* GOAL OF THE EXERCISE
Please return the full listing below without altering anything.

[Point annotation records]
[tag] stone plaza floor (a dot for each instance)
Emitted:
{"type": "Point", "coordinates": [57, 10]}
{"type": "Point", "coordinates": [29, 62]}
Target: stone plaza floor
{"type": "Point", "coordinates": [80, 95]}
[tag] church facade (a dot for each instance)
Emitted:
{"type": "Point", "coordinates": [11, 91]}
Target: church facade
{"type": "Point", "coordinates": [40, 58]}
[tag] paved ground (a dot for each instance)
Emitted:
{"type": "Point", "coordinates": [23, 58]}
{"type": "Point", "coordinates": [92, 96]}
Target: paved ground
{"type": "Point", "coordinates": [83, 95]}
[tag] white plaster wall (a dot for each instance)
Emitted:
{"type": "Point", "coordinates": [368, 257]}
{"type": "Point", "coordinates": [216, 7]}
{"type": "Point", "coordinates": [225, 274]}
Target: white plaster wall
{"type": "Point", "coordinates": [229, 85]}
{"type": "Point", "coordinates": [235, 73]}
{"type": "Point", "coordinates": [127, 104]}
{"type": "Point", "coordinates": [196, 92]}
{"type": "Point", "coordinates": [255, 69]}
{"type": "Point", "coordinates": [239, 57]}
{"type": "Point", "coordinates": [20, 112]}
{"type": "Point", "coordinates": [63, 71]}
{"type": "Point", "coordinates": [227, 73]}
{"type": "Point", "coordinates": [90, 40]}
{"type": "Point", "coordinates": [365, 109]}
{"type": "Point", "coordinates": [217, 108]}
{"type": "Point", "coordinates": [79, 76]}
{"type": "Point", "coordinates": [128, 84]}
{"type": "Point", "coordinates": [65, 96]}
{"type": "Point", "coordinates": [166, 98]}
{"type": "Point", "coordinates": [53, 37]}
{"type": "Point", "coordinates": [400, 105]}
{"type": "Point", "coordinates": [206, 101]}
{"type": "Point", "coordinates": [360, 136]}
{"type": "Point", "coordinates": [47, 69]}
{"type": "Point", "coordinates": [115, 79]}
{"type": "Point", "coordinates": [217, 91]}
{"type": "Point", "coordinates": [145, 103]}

* OUTPUT BELOW
[tag] stone plaza floor (a dot for each instance)
Emitted:
{"type": "Point", "coordinates": [57, 10]}
{"type": "Point", "coordinates": [29, 62]}
Target: stone plaza floor
{"type": "Point", "coordinates": [80, 95]}
[tag] church facade (a dot for each instance)
Emitted:
{"type": "Point", "coordinates": [11, 91]}
Target: church facade
{"type": "Point", "coordinates": [40, 58]}
[tag] paved ground (a dot for each instance)
Emitted:
{"type": "Point", "coordinates": [23, 58]}
{"type": "Point", "coordinates": [92, 96]}
Target: paved ground
{"type": "Point", "coordinates": [83, 95]}
[tag] white plaster wall (a dot for each instance)
Emitted:
{"type": "Point", "coordinates": [368, 257]}
{"type": "Point", "coordinates": [216, 7]}
{"type": "Point", "coordinates": [225, 274]}
Target: white plaster wall
{"type": "Point", "coordinates": [229, 85]}
{"type": "Point", "coordinates": [235, 73]}
{"type": "Point", "coordinates": [127, 104]}
{"type": "Point", "coordinates": [196, 92]}
{"type": "Point", "coordinates": [255, 69]}
{"type": "Point", "coordinates": [239, 57]}
{"type": "Point", "coordinates": [20, 112]}
{"type": "Point", "coordinates": [63, 71]}
{"type": "Point", "coordinates": [227, 73]}
{"type": "Point", "coordinates": [90, 40]}
{"type": "Point", "coordinates": [365, 109]}
{"type": "Point", "coordinates": [217, 108]}
{"type": "Point", "coordinates": [79, 76]}
{"type": "Point", "coordinates": [128, 84]}
{"type": "Point", "coordinates": [65, 96]}
{"type": "Point", "coordinates": [166, 98]}
{"type": "Point", "coordinates": [53, 37]}
{"type": "Point", "coordinates": [400, 105]}
{"type": "Point", "coordinates": [206, 101]}
{"type": "Point", "coordinates": [360, 136]}
{"type": "Point", "coordinates": [47, 69]}
{"type": "Point", "coordinates": [115, 79]}
{"type": "Point", "coordinates": [217, 91]}
{"type": "Point", "coordinates": [145, 103]}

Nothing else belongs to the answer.